Lay out the lines of the data below as a numbered list, starting at the first line and stopping after the line that contains "point(277, 90)". Include both of those lines and leave out any blank lines.

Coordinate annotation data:
┌────────

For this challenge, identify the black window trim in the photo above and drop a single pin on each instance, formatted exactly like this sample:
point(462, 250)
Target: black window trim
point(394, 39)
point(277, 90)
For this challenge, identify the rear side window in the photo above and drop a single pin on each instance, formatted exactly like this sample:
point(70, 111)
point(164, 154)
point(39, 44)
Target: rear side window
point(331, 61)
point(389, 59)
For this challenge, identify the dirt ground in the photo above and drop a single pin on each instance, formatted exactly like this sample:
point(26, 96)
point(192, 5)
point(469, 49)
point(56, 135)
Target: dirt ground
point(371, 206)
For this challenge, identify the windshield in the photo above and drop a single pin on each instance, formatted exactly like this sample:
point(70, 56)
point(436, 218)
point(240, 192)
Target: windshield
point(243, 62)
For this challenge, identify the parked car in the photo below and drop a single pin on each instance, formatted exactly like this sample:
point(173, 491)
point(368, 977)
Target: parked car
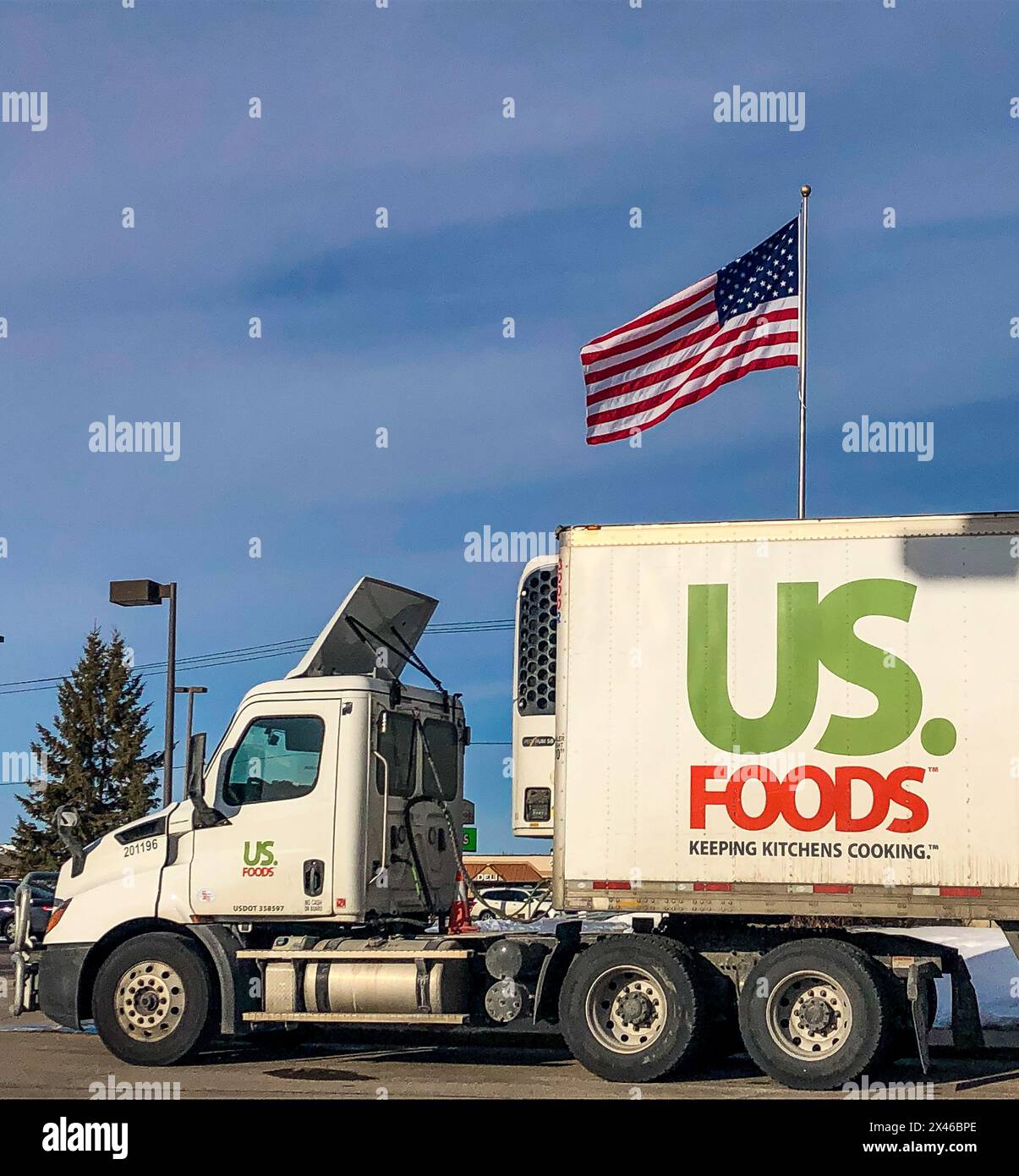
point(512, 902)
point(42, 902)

└────────

=== FINAL RESULT ===
1. For this challenge, identify the black window trim in the photo above and drop a single pin on each instance, formatted exactly like this sample:
2. point(462, 250)
3. Target: black window trim
4. point(394, 39)
5. point(277, 90)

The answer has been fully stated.